§ Questions to answer:
(1) In the search-competition passage, what effects does the quotation attributed to Mozilla say the proposed remedies would have? List each one.
(2) Carry the search-competition passage forward from its last sentence.

--- Selected passage ---

However, Mozilla wrote, it is important to understand that the outcomes of this case will have impacts that extend far beyond any one company or market. 

As written, “the proposed remedies will force smaller and independent browsers like Firefox to fundamentally reexamine their entire operating model. By jeopardizing the revenue streams of critical browser competitors, these remedies risk unintentionally strengthening the positions of a handful of powerful players, and doing so without delivering meaningful improvements to search competition. And this isn’t just about impacting the future of one browser company — it’s about the future of the open and interoperable web.”

Other companies have come out in favor of keeping the status quo.

Grassland Beef, a U.S.-based family-owned farm that grows grass-fed and more sustainable meat, has been running marketing campaigns using Albert AI on Google and Bing search for the last few years.

Yair Polak, head of performance at Zoomd’s Albert.ai division, expected to see changes in performance and conversions achieved by Google Search. But they did not.
Instead, performance increased, and the company has seen similar trends across other clients.

--- Recorded information ---

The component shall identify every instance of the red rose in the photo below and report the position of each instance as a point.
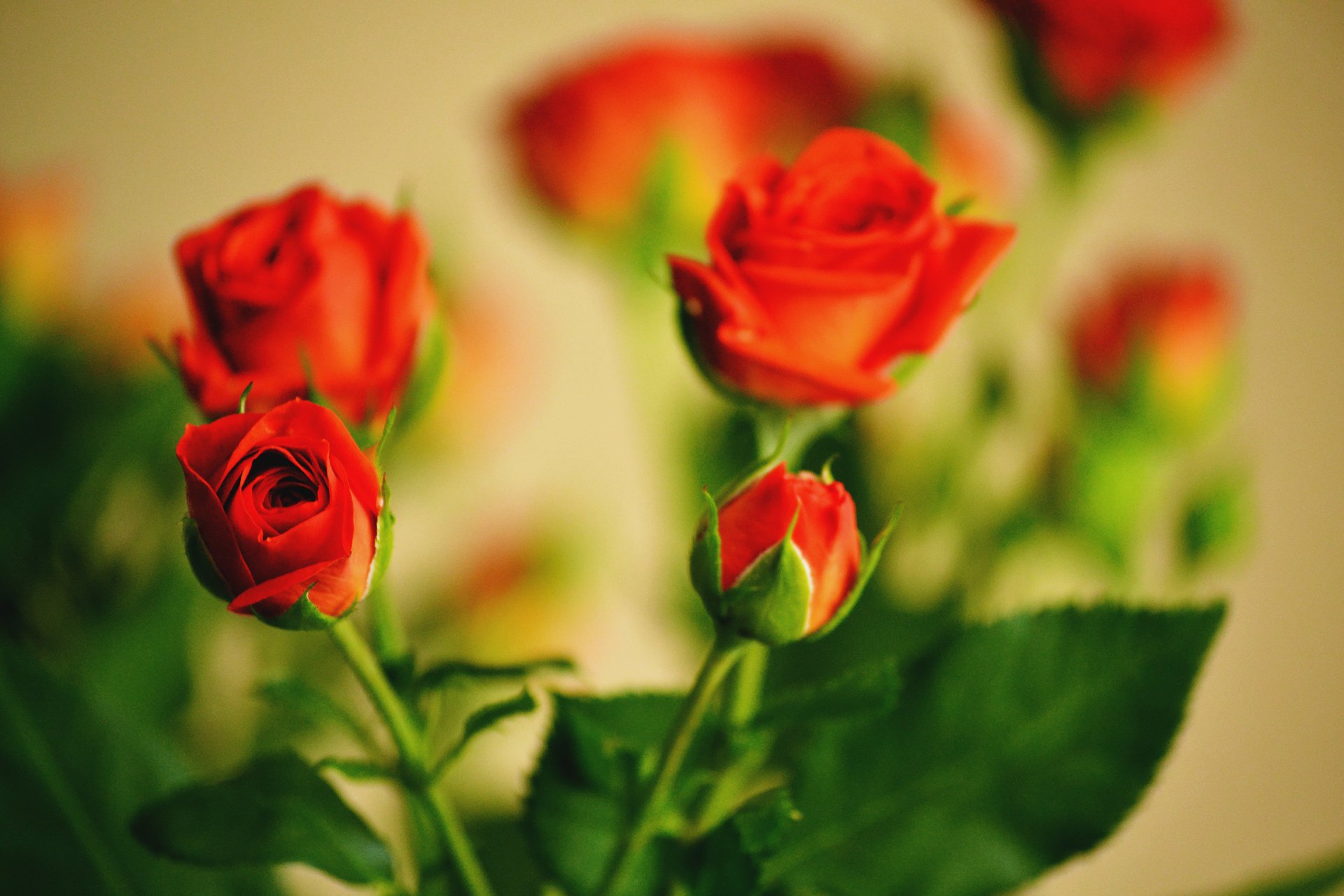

---

§ Responses for each task:
(1)
- They would force smaller and independent browsers like Firefox to fundamentally reexamine their entire operating model.
- They would jeopardize the revenue streams of critical browser competitors.
- They risk unintentionally strengthening the positions of a handful of powerful players.
- They would do so without delivering meaningful improvements to search competition.

(2)
In the third and fourth quarter of 2024, Grassland Beef's reliance on Microsoft Ads and its integration of OpenAI’s technology may have lessened the budget allocation into Google.

Instead, Google’s share of the search budget rose to 84%, resulting in a nearly 50% decrease in the budget for Bing. 

That is a major change from the third and fourth quarters of 2023, when 69% of the company’s search budget ran on Google, with the remaining 31% on Bing.

Albert AI’s technology focused on optimizing campaigns to increase conversions and return on ad spend (ROAS).

Last year, Google search generated nearly 10 times more conversions than Bing search and an effective cost per click (eCPA), nearly one-third lower. 

Albert’s technology leverages AI to optimize cross-channel budget allocation based on keywords, creative, platforms, device selection, and bidding to get the most from KPIs across search, social, display, and cross-channel.